Talimat A: Aşağıdaki köşe yazısına göre Ak Parti milletvekilleri her ortamda besmele olarak hangi sözleri dillendirmeye başlamış?

Ana Sayfa / Yazarlar / Atatürk’ün İsmini Bilmeyen Kemalistler / Vehbi KARA

Atatürk’ün İsmini Bilmeyen Kemalistler / Vehbi KARA

Faydalı ise lütfen bağlantıyı paylaşınız, tavsiye ediniz. Kaynaksız kopyalamanıza rızamız yoktur.

Ezber bozmaya devam etmek gerekiyor. Zira tek parti diktatörlüğünü kutsayan ve adeta putçuluk seviyesine kadar yücelten insanların sesi Beştepe’ye kadar ulaştı. Ak Parti milletvekilleri dahi her ortamda besmele olarak “Atam sen kalk ben yatam” sözlerini çok dillendirmeye başladı.

Bu güne kadar resmi tarihin ne derece yalanlarla dolu olduğunu, kahramanların hain, riyakâr ve etek öpücülerin ise kahraman olduğunu ifade etmeye çalıştım. Şükürler olsun ki yazılı ve görsel medyada kimsenin söylemeye cesaret edemediği konularda cılız dahi olsa bazı sesler çıkmaya başladı. Artık resmi tarihin yalanları kısmen de olsa bir bir ortaya dökülüyor.

Bugün bilim adamı olarak geçinen ve devletten hak etmediği ücretleri alan akademisyenleri eleştirmek istiyorum. Öyle ki tek parti diktatörlüğünü övüp yerlere göklere sığdıramayan ve onları tam da köşeye sıkıştıracak, dillerinin düğümlenip kalacağı bir noktadan vurmaya çalışacağım.

Talimat B: Aşağıdaki kayıtların tamamında "outline" ifadesini "boundary" olarak değiştirip kayıtları yeniden yazın; başka hiçbir şeye dokunmayın.

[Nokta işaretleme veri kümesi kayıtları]
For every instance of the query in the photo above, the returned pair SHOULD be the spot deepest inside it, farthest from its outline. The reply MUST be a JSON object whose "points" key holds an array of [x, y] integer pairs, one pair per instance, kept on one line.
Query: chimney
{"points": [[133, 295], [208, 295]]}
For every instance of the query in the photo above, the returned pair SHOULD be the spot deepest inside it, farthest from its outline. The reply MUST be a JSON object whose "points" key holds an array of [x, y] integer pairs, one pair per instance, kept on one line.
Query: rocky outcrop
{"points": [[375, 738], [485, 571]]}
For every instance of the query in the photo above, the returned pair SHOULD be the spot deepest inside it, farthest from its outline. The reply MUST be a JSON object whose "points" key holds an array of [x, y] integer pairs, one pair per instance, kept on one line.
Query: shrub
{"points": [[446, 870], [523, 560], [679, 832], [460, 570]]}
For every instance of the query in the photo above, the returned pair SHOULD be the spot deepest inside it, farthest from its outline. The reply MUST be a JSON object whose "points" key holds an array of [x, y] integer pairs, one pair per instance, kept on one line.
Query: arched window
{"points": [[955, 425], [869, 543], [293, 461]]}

Görev Çözümü A: “Atam sen kalk ben yatam” sözlerini.

Görev Çözümü B:
For every instance of the query in the photo above, the returned pair SHOULD be the spot deepest inside it, farthest from its boundary. The reply MUST be a JSON object whose "points" key holds an array of [x, y] integer pairs, one pair per instance, kept on one line.
Query: chimney
{"points": [[133, 295], [208, 295]]}
For every instance of the query in the photo above, the returned pair SHOULD be the spot deepest inside it, farthest from its boundary. The reply MUST be a JSON object whose "points" key holds an array of [x, y] integer pairs, one pair per instance, kept on one line.
Query: rocky outcrop
{"points": [[375, 738], [485, 571]]}
For every instance of the query in the photo above, the returned pair SHOULD be the spot deepest inside it, farthest from its boundary. The reply MUST be a JSON object whose "points" key holds an array of [x, y] integer pairs, one pair per instance, kept on one line.
Query: shrub
{"points": [[446, 870], [523, 560], [679, 832], [460, 570]]}
For every instance of the query in the photo above, the returned pair SHOULD be the spot deepest inside it, farthest from its boundary. The reply MUST be a JSON object whose "points" key holds an array of [x, y] integer pairs, one pair per instance, kept on one line.
Query: arched window
{"points": [[955, 425], [869, 543], [293, 461]]}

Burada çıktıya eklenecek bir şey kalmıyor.